Write the data out again exactly, dropping any images it holds.

%%

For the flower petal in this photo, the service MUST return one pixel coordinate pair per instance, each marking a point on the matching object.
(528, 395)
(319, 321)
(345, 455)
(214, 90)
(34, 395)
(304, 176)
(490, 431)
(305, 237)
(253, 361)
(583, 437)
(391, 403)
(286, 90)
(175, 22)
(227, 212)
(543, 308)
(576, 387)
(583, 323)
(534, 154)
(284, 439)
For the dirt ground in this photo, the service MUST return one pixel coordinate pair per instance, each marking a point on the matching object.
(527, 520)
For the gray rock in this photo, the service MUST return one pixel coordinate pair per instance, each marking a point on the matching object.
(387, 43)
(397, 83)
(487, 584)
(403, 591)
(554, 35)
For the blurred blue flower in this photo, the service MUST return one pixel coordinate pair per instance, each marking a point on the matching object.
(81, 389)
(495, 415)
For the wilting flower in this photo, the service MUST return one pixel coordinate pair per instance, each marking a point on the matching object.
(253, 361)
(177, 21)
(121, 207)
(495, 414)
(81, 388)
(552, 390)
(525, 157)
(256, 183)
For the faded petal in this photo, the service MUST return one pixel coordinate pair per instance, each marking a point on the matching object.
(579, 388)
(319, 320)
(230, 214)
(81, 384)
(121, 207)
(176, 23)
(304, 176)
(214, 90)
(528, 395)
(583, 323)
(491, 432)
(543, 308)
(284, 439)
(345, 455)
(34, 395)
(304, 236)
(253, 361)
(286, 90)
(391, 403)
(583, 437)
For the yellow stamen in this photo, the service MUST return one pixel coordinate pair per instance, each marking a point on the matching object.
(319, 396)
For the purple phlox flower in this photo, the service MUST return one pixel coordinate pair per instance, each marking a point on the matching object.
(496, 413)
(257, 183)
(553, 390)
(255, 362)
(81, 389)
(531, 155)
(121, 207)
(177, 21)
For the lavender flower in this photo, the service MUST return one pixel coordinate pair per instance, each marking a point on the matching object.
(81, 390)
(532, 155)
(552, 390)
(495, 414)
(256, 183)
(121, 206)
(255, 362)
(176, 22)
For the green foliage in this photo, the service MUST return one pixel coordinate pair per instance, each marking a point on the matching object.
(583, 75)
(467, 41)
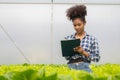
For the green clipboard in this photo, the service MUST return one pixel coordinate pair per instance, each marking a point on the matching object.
(68, 45)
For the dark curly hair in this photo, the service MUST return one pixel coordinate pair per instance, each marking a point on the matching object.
(77, 11)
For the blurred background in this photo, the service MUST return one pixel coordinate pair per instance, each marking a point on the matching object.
(31, 30)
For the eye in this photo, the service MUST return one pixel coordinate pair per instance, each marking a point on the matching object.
(79, 24)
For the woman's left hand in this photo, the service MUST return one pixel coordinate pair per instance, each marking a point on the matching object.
(78, 49)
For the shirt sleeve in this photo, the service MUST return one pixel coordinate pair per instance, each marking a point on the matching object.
(94, 54)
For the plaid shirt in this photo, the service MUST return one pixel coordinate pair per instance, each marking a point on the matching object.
(90, 45)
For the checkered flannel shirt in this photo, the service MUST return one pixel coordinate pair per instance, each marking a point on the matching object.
(90, 45)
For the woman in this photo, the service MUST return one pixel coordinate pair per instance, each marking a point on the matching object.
(88, 50)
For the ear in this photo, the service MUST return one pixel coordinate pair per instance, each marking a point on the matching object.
(84, 23)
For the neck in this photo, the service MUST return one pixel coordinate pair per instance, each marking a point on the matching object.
(80, 36)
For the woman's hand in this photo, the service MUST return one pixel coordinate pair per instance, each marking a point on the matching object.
(78, 49)
(81, 51)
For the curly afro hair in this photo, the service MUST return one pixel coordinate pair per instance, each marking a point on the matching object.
(77, 11)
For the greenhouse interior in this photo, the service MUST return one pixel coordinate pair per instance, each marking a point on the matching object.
(31, 32)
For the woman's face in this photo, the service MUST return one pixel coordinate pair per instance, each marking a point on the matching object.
(78, 25)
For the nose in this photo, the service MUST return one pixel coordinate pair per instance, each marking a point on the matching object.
(76, 27)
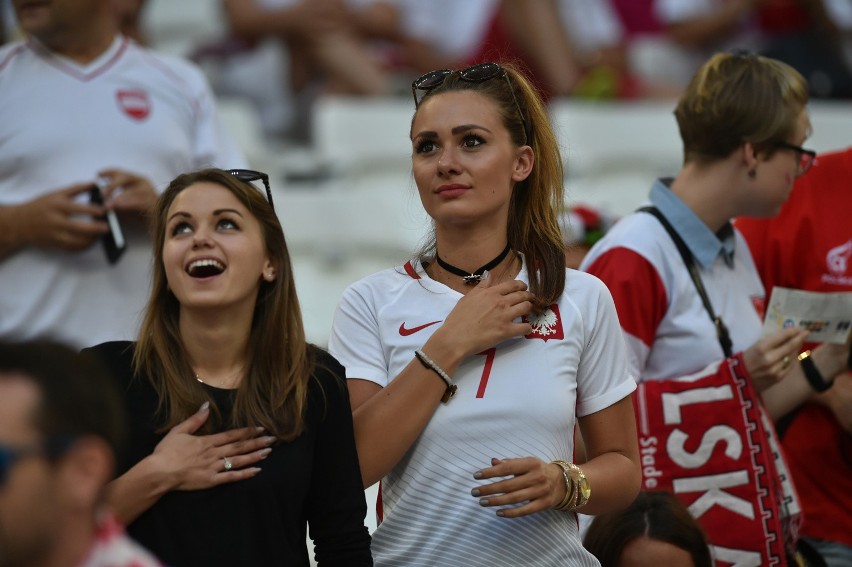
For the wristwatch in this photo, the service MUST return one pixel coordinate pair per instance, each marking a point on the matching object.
(581, 484)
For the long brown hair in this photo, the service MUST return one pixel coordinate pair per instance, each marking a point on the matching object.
(279, 363)
(538, 201)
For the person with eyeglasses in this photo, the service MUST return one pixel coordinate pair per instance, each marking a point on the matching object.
(240, 431)
(691, 304)
(469, 365)
(85, 107)
(808, 246)
(61, 431)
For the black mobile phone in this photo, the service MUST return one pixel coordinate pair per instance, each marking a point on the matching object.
(113, 241)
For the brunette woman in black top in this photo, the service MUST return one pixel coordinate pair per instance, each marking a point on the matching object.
(241, 432)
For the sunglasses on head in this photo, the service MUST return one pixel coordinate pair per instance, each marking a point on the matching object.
(50, 449)
(475, 74)
(249, 175)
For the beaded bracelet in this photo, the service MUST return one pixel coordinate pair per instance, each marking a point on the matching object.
(568, 500)
(431, 365)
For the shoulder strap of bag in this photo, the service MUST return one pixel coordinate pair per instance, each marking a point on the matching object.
(689, 260)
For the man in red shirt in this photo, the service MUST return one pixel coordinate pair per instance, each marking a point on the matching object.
(808, 246)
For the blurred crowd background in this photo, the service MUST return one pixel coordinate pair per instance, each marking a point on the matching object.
(317, 94)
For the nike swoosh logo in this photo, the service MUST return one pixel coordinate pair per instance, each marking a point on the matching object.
(405, 332)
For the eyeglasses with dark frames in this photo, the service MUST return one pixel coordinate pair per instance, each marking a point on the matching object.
(50, 449)
(475, 74)
(249, 175)
(806, 157)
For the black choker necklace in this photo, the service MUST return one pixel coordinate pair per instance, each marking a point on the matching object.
(475, 277)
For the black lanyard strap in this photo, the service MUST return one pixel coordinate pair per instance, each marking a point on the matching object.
(689, 260)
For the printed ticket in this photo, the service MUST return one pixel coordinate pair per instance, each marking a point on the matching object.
(828, 316)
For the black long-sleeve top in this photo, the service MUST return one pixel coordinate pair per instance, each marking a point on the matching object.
(314, 479)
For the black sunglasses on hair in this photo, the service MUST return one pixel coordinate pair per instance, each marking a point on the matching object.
(475, 74)
(50, 449)
(806, 157)
(249, 175)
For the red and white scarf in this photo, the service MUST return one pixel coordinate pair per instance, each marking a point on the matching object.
(113, 548)
(708, 440)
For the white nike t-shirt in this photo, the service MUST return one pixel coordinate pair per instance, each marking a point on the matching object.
(517, 399)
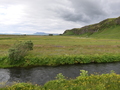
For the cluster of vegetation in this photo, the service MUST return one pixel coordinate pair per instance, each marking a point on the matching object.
(18, 52)
(110, 81)
(108, 28)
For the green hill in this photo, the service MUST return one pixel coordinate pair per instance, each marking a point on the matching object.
(109, 28)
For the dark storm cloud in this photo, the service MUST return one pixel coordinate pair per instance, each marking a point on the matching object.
(88, 11)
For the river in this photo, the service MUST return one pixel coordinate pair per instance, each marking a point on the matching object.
(40, 75)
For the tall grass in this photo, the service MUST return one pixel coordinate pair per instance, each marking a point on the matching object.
(57, 50)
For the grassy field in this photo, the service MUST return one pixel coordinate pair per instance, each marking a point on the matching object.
(56, 50)
(63, 45)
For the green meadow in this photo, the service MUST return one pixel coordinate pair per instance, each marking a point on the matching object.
(61, 50)
(57, 50)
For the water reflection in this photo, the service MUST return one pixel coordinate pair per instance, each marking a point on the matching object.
(41, 75)
(4, 76)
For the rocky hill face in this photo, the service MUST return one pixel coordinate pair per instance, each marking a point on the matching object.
(91, 29)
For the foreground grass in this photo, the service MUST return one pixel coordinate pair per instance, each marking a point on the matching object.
(110, 81)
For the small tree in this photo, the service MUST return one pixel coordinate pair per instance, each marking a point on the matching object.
(18, 51)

%%

Complete output:
For the flower petal in this photo, the service MUST return one pixel coordinate pair per instance, each marking a point on the matching object.
(528, 395)
(319, 321)
(345, 455)
(214, 90)
(34, 395)
(304, 176)
(490, 431)
(305, 237)
(253, 361)
(583, 437)
(391, 403)
(286, 90)
(175, 22)
(227, 212)
(543, 308)
(576, 387)
(583, 323)
(534, 154)
(284, 439)
For the dirt ground in this photo, the service MUST return one pixel coordinate pair per instance, each marking a point on the matching object.
(527, 520)
For the gray rock in this photo, the service MUST return one pixel coordinate pair per instance, each marking a point on the matching object.
(387, 43)
(397, 83)
(487, 584)
(403, 591)
(554, 35)
For the blurred blue flower in this photo, the service MUST return one pixel coordinate pair per instance, each marking a point on the matching object.
(81, 389)
(495, 415)
For the wilting flower in this photo, the service MUST return one pixel coordinate pair per instance, each marking a point on the matching object.
(253, 361)
(177, 21)
(121, 207)
(495, 414)
(81, 388)
(552, 390)
(525, 157)
(256, 183)
For the faded petal in this photo, the service MUST return one pixel coordinate pair per instance, each marking a point on the matching object.
(579, 388)
(319, 320)
(230, 214)
(81, 384)
(121, 207)
(176, 23)
(304, 176)
(214, 90)
(528, 395)
(583, 323)
(491, 432)
(543, 308)
(284, 439)
(345, 455)
(34, 395)
(304, 236)
(253, 361)
(286, 90)
(391, 403)
(583, 437)
For the yellow stamen in this photo, the service MUST return one pixel coordinate pair per instance, each marking a point on the matching object.
(319, 396)
For the purple phlox flower in this photo, the service MUST return one pixel coordinate pair per instance, each marking a point on the matching object.
(496, 413)
(257, 183)
(553, 390)
(255, 362)
(81, 389)
(531, 155)
(121, 207)
(177, 21)
For the lavender flower in this photo, the service MUST return one pixel coordinate pair per instance, each marking a point on the matching object.
(81, 390)
(532, 155)
(552, 390)
(495, 414)
(256, 183)
(121, 206)
(255, 362)
(176, 22)
For the green foliage in this photo, the service MUST return one pixel coordinate pair per instance, each marking a point on the matching object.
(583, 75)
(467, 41)
For the green clipboard in this photo, the service MUST return one pixel coordinate pair per instance, each marking a point on the matching object.
(68, 45)
For the dark curly hair in this photo, the service MUST return one pixel coordinate pair per instance, each marking a point on the matching object.
(77, 11)
For the blurred background in this photo, the service MUST return one pixel coordinate pair per instance, each marking a point on the matching object.
(31, 30)
For the eye in this photo, the service MUST return one pixel coordinate pair per instance, each marking a point on the matching object.
(79, 24)
For the woman's left hand in this photo, the service MUST return one pixel coordinate pair per instance, each marking a point on the matching object.
(78, 49)
For the shirt sleeve in this photo, the service MUST return one pixel coordinate pair per instance, each marking a point on the matching object.
(94, 54)
For the plaid shirt in this photo, the service MUST return one pixel coordinate pair per instance, each marking a point on the matching object.
(90, 45)
For the checkered flannel shirt in this photo, the service MUST return one pixel coordinate pair per instance, each marking a point on the matching object.
(90, 45)
For the woman in this photo, the service MUST return one pixel coordinate pair per instance, each marking a point on the matching object.
(88, 50)
For the ear in this photo, the service MUST return one pixel coordinate pair per instance, each marking a point on the matching object.
(84, 23)
For the neck in this photo, the service MUST return one pixel coordinate pair per instance, each marking a point on the matching object.
(80, 36)
For the woman's hand in this photo, the service MUST return one pixel coordinate pair per instance, each marking a point on the matching object.
(78, 49)
(81, 51)
For the curly afro hair in this photo, the service MUST return one pixel coordinate pair per instance, each marking a point on the matching object.
(77, 11)
For the greenhouse interior in this photo, the service MUST return one pixel coordinate pair per instance, each marking a point on the matching object.
(31, 32)
For the woman's face in this photo, the service MUST return one pixel coordinate pair per instance, each marking a point on the matching object.
(78, 25)
For the nose in this photo, the service MUST return one pixel coordinate pair per instance, each marking a point on the matching object.
(76, 27)
For the wristwatch in this photo, the service MUST return one pixel coordinate pair per instance, each marking a point on the matching object.
(581, 484)
For the long brown hair in this photo, the service MUST return one pixel coordinate pair per instance, each marking a point on the matching object.
(279, 363)
(538, 201)
For the person with eyeglasses in this photo, the service MUST return one pixel coordinate pair per instance, each marking a point on the matching object.
(240, 431)
(691, 304)
(469, 365)
(85, 107)
(808, 246)
(61, 431)
For the black mobile phone in this photo, the service MUST return one pixel coordinate pair per instance, each marking a point on the matching object.
(113, 241)
For the brunette woman in black top in this photo, the service MUST return one pixel coordinate pair per instance, each marking a point on the matching object.
(241, 432)
For the sunglasses on head in this photo, the service MUST return one pixel coordinate pair per instance, each marking a point on the matching object.
(50, 449)
(475, 74)
(249, 175)
For the beaded bracelet in this photo, the service MUST return one pixel coordinate pair per instance, each marking a point on the matching object.
(568, 500)
(431, 365)
For the shoulder strap of bag in this photo, the service MUST return one pixel coordinate pair per instance, each marking a point on the matching object.
(689, 260)
For the man in red shirt in this photo, the service MUST return one pixel coordinate pair per instance, each marking a point on the matching object.
(808, 246)
For the blurred crowd background in this photo, the service MUST return one pixel coordinate pair per instance, each marking a point on the matching object.
(317, 94)
For the nike swoosh logo in this photo, the service MUST return one pixel coordinate pair per instance, each marking a point on the matching object.
(405, 332)
For the eyeglasses with dark frames in this photo, the service MUST return one pixel coordinate pair per instance, each marking a point on the matching object.
(50, 449)
(475, 74)
(249, 175)
(806, 157)
For the black choker necklace in this photo, the service MUST return one pixel coordinate pair per instance, each marking a point on the matching object.
(475, 277)
For the black lanyard strap in this photo, the service MUST return one pixel coordinate pair per instance, each marking a point on the matching object.
(689, 260)
For the printed ticket in this photo, the service MUST return one pixel coordinate pair per instance, each marking a point on the matching object.
(828, 316)
For the black long-sleeve top in this photo, the service MUST return one pixel coordinate pair per instance, each marking a point on the matching object.
(314, 479)
For the black sunglasses on hair in this photo, the service MUST return one pixel coordinate pair per instance, each marking a point on the matching object.
(475, 74)
(50, 449)
(806, 157)
(249, 175)
For the red and white scarf in this photo, the service MUST return one pixel coordinate pair per instance, each marking a point on the matching object.
(113, 548)
(708, 440)
For the white nike t-shirt in this photo, the service MUST return one pixel coordinate pair per instance, each marking a point on the matching object.
(517, 399)
For the cluster of vegetation in this photo, the service MUST return one pixel coordinate pair per instance, each marking a point on the matching object.
(18, 52)
(110, 81)
(108, 28)
For the green hill in this photo, the service MUST return one pixel coordinate pair per instance, each marking a point on the matching object.
(109, 28)
For the dark storm cloud in this photo, the service MUST return one pixel coordinate pair per instance, each marking a point on the matching object.
(88, 11)
For the river in this photo, the service MUST return one pixel coordinate pair per instance, each marking a point on the matching object.
(40, 75)
For the tall grass in this photo, the service MUST return one pixel coordinate pair per instance, each marking a point on the matching object.
(57, 50)
For the grassy field in this photo, the service MUST return one pixel coordinate pair per instance, each marking a point on the matching object.
(56, 50)
(63, 45)
For the green meadow in this photo, the service MUST return one pixel coordinate pair per instance, each marking a point on the matching object.
(61, 50)
(57, 50)
For the water reflection in this photo, the service MUST return one pixel coordinate pair per instance, each marking a point on the matching object.
(41, 75)
(4, 76)
For the rocky hill face in this photo, the service MUST return one pixel coordinate pair per instance, each marking a point on the matching object.
(91, 29)
For the foreground grass in this photo, the service MUST return one pixel coordinate pair per instance, each marking a point on the matching object.
(110, 81)
For the small tree in this photo, the service MUST return one pixel coordinate pair per instance, each marking a point on the matching object.
(18, 51)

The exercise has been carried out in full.